А еще эти люди стали думать своим умом и, поразмыслив, предпочли реформированную веру традиционной. Они не пожелали оставаться частью королевства, в котором не заходило солнце, и сумели отстоять и новую веру, и независимость.
Что же недостает в этом героическом портрете? Что указывает на обстоятельства, воспрепятствовавшие голландцам поразить мир еще и своей литературой? В кадре нет такого бесполезного, казалось бы, элемента, как аристократия. Только поймите меня правильно. «Между тучами и морем гордо реет Фридрих Ницше» — это не то, что я собираюсь сказать. Я попросту имею в виду людей, гордящихся знатным происхождением, гарцующих на конях и владеющих землей. Им доступны любые блага, какие только существуют в их время, но эти люди обзаводятся конями не только для того, чтобы притягивать восхищенные взоры, но и для того, чтобы бросаться в кавалерийскую атаку, и для них, представителей военного сословия, перспектива потерять саму жизнь всегда рядом. Не удивительно, что они превозносят не благоразумие и упорный труд, а доблесть и славу. По моим наблюдениям, великие литературы в Европе складывались только там, где аристократия играла важную роль, и, более точно, в тот период в истории соответствующих европейских народов, когда аристократия, утратив солипсический характер, оказывалась составной частью гражданского общества. При этом сами творцы литературных шедевров могли быть как аристократического, так и неаристократического происхождения; аристократический этос с его подчеркиванием возвышенного и неутилитарного так или иначе давал о себе знать.
Так, Шекспир не был аристократом, но аристократический этос столь ощутимо присутствует в его произведениях, что не раз предпринимались попытки измыслить для них некоего подлинного — аристократического автора. В действительности нет ничего удивительного в том, что человек проникается воззрениями и ценностями наиболее уважаемого в его обществе класса. К тому же аристократический этос распространялся через чтение книжек — например, жизнеописаний Плутарха, очень внимательно прочитанных автором «Юлия Цезаря», «Кориолана», «Антония и Клеопатры».
Легко заметить, что эпоха Шекспира совсем не похожа на эпоху войн Алой и Белой розы. Вместо распри кланов — централизованная власть, осмысленное законодательство, эффективное судопроизводство, представительные учреждения, внешняя политика, направленная на защиту национальных интересов; отметим к тому же взаимопроникновение сословий: люди знатного и незнатного происхождения могут оказаться на равных на государственной или военной службе, в качестве судей или законников, по духовной части, в университетах, да и в бизнесе, к коему обращаются многие младшие представители знатных семей. Театр открыт для всех. Мы видим государство и общество, а не господство знати над народом.
При важности оттенков и деталей государственный и общественный уклад Франции и Испании в XVI–XVII веках в принципе сходен с описанным.
Обращаясь к Италии, точнее — Флоренции, обнаружим, что Ordinamenti della giustizia (1293), ознаменовавшие конец господства знати в этой республике, были приняты за одиннадцать лет до рождения Петрарки и за двадцать лет до рождения Боккаччо; Данте приближался к своим тридцати. Макиавелли говорит о замечательном благоденствии города, наступившем вскоре после этого, и относительном мире и согласии между нобилями и людьми из народа.

ЗАПИСИ ДЛЯ УПРАЖНЕНИЯ >>
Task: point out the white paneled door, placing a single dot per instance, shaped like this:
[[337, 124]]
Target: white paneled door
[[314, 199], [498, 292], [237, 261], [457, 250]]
==
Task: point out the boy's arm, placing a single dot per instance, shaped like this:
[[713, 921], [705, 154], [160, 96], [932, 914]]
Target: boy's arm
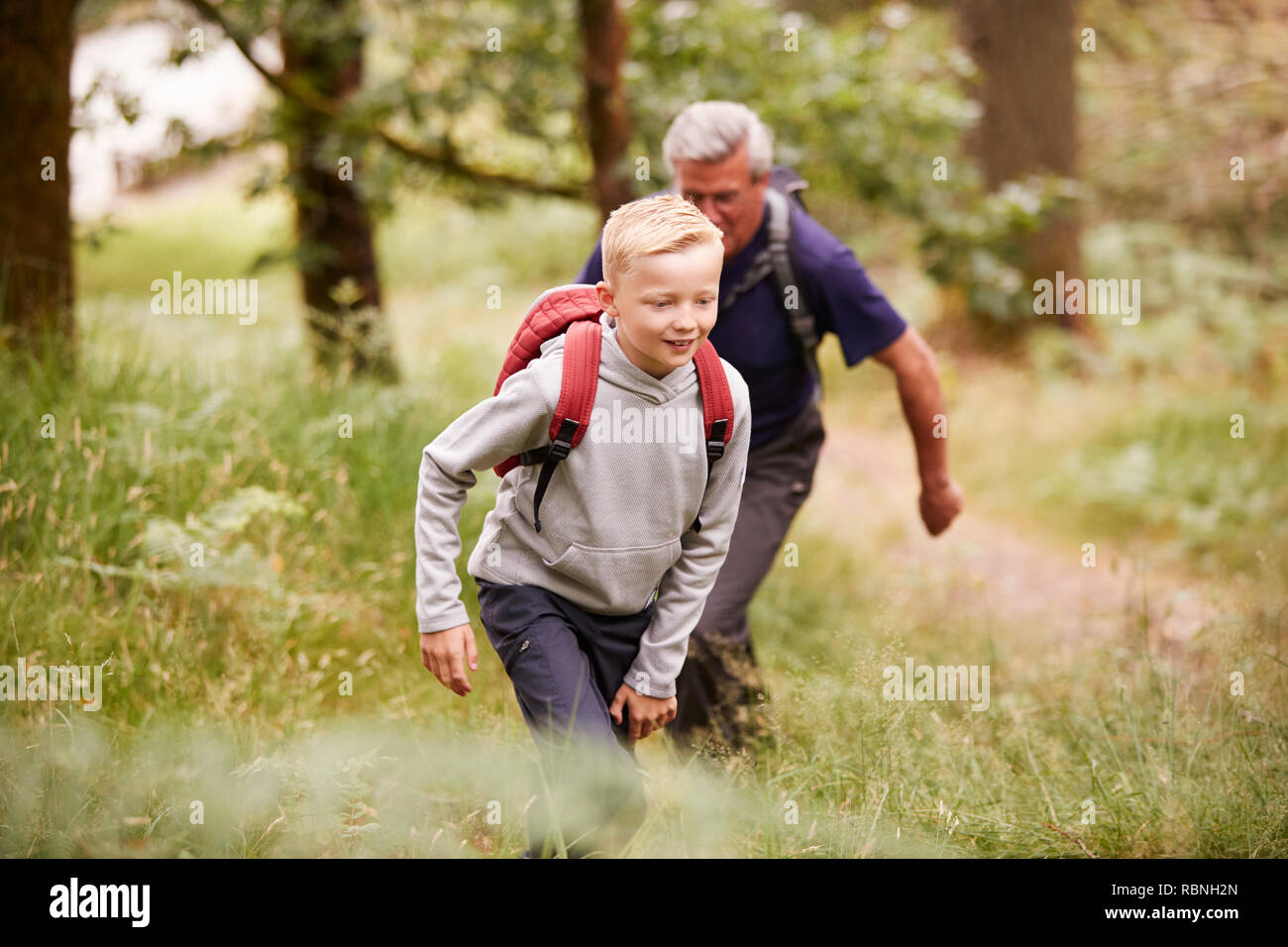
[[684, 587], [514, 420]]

ЗАДАНИЯ >>
[A] Перечислите все строки записей, содержащие слово «this», с учетом регистра букв.
[B] Продолжите текст об аристократии и великих европейских литературах, начав сразу после его последнего предложения.
Текст и записи никак не связаны между собой.

ОТВЕТЫ К ЗАДАНИЯМ >>
[A]
Task: point out the white paneled door, placing a single dot per instance, shaped like this:
Task: point out the boy's arm, placing a single dot per instance, shaped like this:

[B]
Трагедии Эсхила, Софокла и Еврипида, комедии Аристофана, исторические сочинения Фукидида и Ксенофонта, диалоги Платона были написаны в обществе, в котором формальные привилегии аристократии были упразднены, но в котором она все же была уважаема и долгое время поставляла народу политических руководителей.
«Илиада» — начало начал и вершина вершин — может показаться разительным исключением из выводимого мной правила — ведь ее автор всегда стоит на позиции вождей и едва ли не отождествляет себя с ними («Ты, Менелай…» — мысленно обращается он к Атриду, а поющим «славу мужей» он показывает не какого-нибудь профессионального певца, а самого Ахилла). Однако та аристократия, которой поэт адресует свою «Илиаду», это — аристократия особого рода, это аристократия, которая знает, что такое солидарная защита общего для всех города. Ключом к мировоззрению Гомера должен служить тот факт, что наиболее привлекательным героем «Илиады» выступает не самый доблестный из ахейцев, а лучший из защитников Трои. Мало того — певец воинских подвигов удивительно восприимчив к красоте и скромному благородству мирной жизни. Знаменито прощание Гектора с Андромахой, но отступления в описании поединка Гектора и Ахилла не менее показательны:
Нет, теперь не година с зеленого дуба иль с камня
Нам с ним беседовать мирно, как юноша с сельскою девой.
Там близ ключей водоемы широкие, оба из камней,
Были красиво устроены; к ним свои белые ризы
Жены троян и прекрасные дщери их мыть выходили
В прежние, мирные дни, до нашествия рати ахейской.
Вот ведь и «Одиссея» завершается не истреблением злокозненных женихов и не счастливой встречей супругов, а публичным примирением в народном собрании между Одиссеем и родственниками женихов.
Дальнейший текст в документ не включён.